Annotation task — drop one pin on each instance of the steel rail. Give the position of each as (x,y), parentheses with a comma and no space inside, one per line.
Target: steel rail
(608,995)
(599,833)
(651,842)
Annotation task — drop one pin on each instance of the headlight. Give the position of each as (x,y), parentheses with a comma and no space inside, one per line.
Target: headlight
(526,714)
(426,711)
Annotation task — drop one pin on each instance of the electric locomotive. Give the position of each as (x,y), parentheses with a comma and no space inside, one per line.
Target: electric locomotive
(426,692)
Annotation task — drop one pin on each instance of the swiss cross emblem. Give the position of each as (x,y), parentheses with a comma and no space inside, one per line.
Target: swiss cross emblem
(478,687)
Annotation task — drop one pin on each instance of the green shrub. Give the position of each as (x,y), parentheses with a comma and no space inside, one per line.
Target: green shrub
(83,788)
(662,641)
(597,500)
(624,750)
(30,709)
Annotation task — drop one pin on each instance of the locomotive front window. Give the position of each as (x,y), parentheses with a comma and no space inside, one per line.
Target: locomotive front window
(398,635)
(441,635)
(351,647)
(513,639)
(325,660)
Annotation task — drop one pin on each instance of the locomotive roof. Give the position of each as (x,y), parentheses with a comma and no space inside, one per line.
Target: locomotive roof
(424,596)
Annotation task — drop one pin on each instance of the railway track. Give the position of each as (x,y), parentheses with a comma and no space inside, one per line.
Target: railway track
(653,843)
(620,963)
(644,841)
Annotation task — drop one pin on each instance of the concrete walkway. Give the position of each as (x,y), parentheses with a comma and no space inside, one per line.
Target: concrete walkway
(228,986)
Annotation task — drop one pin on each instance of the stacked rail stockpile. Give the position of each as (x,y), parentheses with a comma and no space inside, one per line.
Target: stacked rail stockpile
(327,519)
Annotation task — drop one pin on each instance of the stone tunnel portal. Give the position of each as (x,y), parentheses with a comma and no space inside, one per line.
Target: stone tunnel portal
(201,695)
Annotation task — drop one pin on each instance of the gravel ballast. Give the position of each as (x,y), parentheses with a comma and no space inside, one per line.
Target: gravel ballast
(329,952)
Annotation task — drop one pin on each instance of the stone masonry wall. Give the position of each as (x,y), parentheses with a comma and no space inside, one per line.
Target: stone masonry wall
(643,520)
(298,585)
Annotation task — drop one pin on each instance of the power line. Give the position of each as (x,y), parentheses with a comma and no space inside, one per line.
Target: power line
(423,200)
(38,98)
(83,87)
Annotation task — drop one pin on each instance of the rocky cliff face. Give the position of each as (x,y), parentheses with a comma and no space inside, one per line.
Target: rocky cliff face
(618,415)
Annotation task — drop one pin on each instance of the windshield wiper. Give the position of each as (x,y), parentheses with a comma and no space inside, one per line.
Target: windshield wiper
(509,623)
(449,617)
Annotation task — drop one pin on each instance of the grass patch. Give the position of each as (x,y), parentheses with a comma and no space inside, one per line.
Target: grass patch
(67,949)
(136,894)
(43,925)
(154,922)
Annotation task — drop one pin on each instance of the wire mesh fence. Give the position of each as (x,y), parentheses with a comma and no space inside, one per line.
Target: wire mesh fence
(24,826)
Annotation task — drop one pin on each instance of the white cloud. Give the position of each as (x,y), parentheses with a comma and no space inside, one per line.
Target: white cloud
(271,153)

§ Directions for this task: Convert the lines above into a Markdown table with two columns, Row and Line, numbering each line in order and skipping any blank lines.

§ The reply:
| Row | Line |
|---|---|
| 1 | Annotation task — drop one pin on each instance of the steel rail. Give the position of each as (x,y), parentheses with a comma and no space inside, one per line. |
| 2 | Target: steel rail |
| 3 | (608,995) |
| 4 | (599,833) |
| 5 | (651,842) |
| 6 | Annotation task — drop one pin on each instance of the headlight. Give the position of each as (x,y), parentheses with a comma and no space inside, one per line. |
| 7 | Target: headlight |
| 8 | (526,714) |
| 9 | (426,711) |
| 10 | Annotation task — drop one pin on each instance of the electric locomotive. Give the position of each as (x,y), parentheses with a comma and no space inside, one per line. |
| 11 | Target: electric locomotive |
| 12 | (426,692) |
| 13 | Annotation task — drop one pin on each instance of the swiss cross emblem. Give the position of each as (x,y), parentheses with a comma and no space inside, one per line. |
| 14 | Target: swiss cross emblem |
| 15 | (478,687) |
| 16 | Annotation task — drop one pin on each instance of the green shrub. Give the position of each as (x,y), parentheses with a comma and no space inside, one per line. |
| 17 | Target: green shrub |
| 18 | (83,788) |
| 19 | (662,641) |
| 20 | (597,500) |
| 21 | (624,750) |
| 22 | (30,709) |
| 23 | Annotation task — drop one pin on each instance of the locomotive front window. Give the position of each as (x,y), parentheses with a comma and no space inside, one per line. |
| 24 | Target: locomotive front window |
| 25 | (398,635) |
| 26 | (441,635) |
| 27 | (351,647) |
| 28 | (513,639) |
| 29 | (325,660) |
| 30 | Annotation task — drop one pin on each instance of the locomotive roof. Give the position of each as (x,y), parentheses with a comma and no space inside, one per line. |
| 31 | Target: locomotive roof |
| 32 | (424,596) |
| 33 | Annotation task — drop one pin on each instance of the railway track. Give the position of each as (x,y), parentheses with a comma and no space inside, one per line. |
| 34 | Target: railway track |
| 35 | (653,843) |
| 36 | (620,963) |
| 37 | (644,841) |
| 38 | Annotation task — drop one pin on each instance of the concrete walkway. Give the position of each as (x,y), parentheses with a comma and no space inside, one per line. |
| 39 | Target: concrete walkway |
| 40 | (228,986) |
| 41 | Annotation task — drop one pin on each instance of the stacked rail stockpile. Give the position of each as (x,y), parentheses with a comma and no space inside, one per line. |
| 42 | Target: stacked rail stockpile |
| 43 | (327,519) |
| 44 | Annotation task — drop one pin on each instance of the stone tunnel portal. Give the position of each as (x,y), parentheses with a comma and no space inside, one per line. |
| 45 | Target: stone tunnel portal |
| 46 | (201,695) |
| 47 | Annotation task — drop one pin on each instance of the gravel ballast. Give the position of each as (x,y), parentheses with a comma and no space inside, one per line. |
| 48 | Target: gravel ballast |
| 49 | (329,952) |
| 50 | Annotation task — drop one pin on each instance of the stone masonry wall. Give the position of each as (x,y), parentheses with a comma and no space inside, one per line. |
| 51 | Target: stone masonry wall |
| 52 | (643,520) |
| 53 | (298,585) |
| 54 | Annotation task — drop one pin on each instance of the power line. Give the position of each as (x,y), parentheses with a comma and no space inside, one per line. |
| 55 | Target: power line |
| 56 | (423,200) |
| 57 | (38,98) |
| 58 | (83,87) |
| 59 | Annotation task — drop one pin on each instance of the rocky cliff face. Give the position of each as (x,y), parentheses with a comma and no space inside, one per line. |
| 60 | Target: rocky cliff face |
| 61 | (618,415) |
| 62 | Annotation task — drop one pin on each instance of the windshield wiper. Give the position of each as (x,y), parentheses with a comma and no space inside, one per line. |
| 63 | Target: windshield wiper |
| 64 | (509,623) |
| 65 | (449,617) |
| 66 | Annotation task — drop one pin on each instance of the grass patch. Give the position of each as (x,y), parentheses with a comma and no space inside, one per line. |
| 67 | Target: grass patch |
| 68 | (67,949) |
| 69 | (136,894) |
| 70 | (43,925) |
| 71 | (154,922) |
| 72 | Annotation task — drop one pin on each instance of the wire mesh fence. Give the position of each as (x,y), parentheses with a comma and no space inside, one per line. |
| 73 | Target: wire mesh fence |
| 74 | (24,826) |
| 75 | Annotation task — drop one pin on each instance of the white cloud. Give the position of each as (x,y), parentheses with a comma and no space inside, one per line. |
| 76 | Target: white cloud |
| 77 | (271,153) |